(과제 목표)
"Each instance receives one keypoint. Annotate the gold ornament" 문구가 들어 있는 행부터 마지막 행까지, 양 끝 행을 포함해 요청 문장까지 모두 다시 쓰세요. 답에 있는 좌표는 모든 수에 -43을 더해 옮겨 적으세요.

(제공된 행)

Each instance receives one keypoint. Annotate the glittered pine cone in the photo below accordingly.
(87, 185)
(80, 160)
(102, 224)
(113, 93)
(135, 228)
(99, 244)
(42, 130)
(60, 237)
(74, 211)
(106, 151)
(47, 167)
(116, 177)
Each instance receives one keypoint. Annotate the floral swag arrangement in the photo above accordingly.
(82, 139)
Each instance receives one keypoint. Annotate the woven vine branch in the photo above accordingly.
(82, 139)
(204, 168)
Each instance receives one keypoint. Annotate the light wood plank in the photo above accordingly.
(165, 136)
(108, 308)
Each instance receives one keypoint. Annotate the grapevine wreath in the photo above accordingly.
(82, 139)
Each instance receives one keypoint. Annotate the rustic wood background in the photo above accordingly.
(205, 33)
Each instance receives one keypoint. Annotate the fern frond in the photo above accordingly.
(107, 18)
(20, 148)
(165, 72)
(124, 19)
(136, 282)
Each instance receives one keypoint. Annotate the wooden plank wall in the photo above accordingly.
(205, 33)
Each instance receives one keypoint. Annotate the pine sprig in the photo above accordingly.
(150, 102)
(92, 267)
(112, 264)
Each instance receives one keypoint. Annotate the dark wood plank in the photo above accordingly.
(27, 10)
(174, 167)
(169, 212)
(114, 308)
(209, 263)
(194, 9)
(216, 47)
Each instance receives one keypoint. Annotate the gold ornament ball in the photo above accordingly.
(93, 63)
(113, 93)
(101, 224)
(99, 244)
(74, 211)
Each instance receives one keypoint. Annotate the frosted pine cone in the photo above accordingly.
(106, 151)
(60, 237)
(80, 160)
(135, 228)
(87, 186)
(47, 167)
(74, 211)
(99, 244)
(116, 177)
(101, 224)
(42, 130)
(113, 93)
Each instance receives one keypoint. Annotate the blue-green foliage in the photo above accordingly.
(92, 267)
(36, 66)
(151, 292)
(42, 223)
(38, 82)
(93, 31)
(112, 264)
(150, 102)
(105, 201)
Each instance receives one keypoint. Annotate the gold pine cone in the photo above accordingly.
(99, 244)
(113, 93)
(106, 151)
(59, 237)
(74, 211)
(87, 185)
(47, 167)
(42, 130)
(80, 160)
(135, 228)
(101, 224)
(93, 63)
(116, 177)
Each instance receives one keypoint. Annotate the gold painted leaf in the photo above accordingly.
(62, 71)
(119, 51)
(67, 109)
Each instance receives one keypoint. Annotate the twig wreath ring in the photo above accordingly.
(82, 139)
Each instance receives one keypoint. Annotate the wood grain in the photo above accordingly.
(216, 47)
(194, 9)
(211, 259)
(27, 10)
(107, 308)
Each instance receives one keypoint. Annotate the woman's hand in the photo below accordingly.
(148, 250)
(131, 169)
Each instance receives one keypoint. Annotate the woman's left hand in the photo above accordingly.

(과제 결과)
Each instance receives one keypoint. Annotate the gold ornament ball in the photo above accordingly.
(50, 20)
(70, 50)
(58, 181)
(56, 201)
(31, 168)
Each instance receives one keypoint. Annotate the frosted pine cone in the photo above accordingly.
(63, 108)
(17, 194)
(37, 117)
(92, 185)
(44, 143)
(4, 124)
(31, 168)
(56, 201)
(73, 134)
(58, 181)
(-1, 87)
(70, 50)
Each instance receives one keypoint. Annotate the blue-green foliage in the photo above accordingly.
(49, 224)
(-7, 23)
(108, 249)
(-1, 180)
(-5, 39)
(50, -12)
(69, 221)
(107, 59)
(62, 158)
Each instance receives one keypoint. Annotate the gold pine cone in the photo above accordingly.
(56, 201)
(70, 50)
(63, 108)
(16, 194)
(31, 168)
(44, 142)
(4, 124)
(-1, 87)
(37, 117)
(92, 185)
(58, 181)
(50, 20)
(73, 134)
Each instance receives one keypoint. Annotate the gold painted leaf in the photo above accordingly.
(19, 28)
(76, 8)
(24, 66)
Each instance receives one keypoint. Annotate the twig wreath ring in the photo above accordingly.
(39, 96)
Each instance receives one keypoint. Annotate the wood grain in the photo above accordingly.
(173, 4)
(151, -34)
(168, 216)
(-16, -33)
(64, 265)
Each instance receives one keypoint. Annotate the woman's hand in the photo below accordingly.
(105, 207)
(88, 126)
Each instance receives one keypoint. Annotate the woman's left hand in the photo above accordingly.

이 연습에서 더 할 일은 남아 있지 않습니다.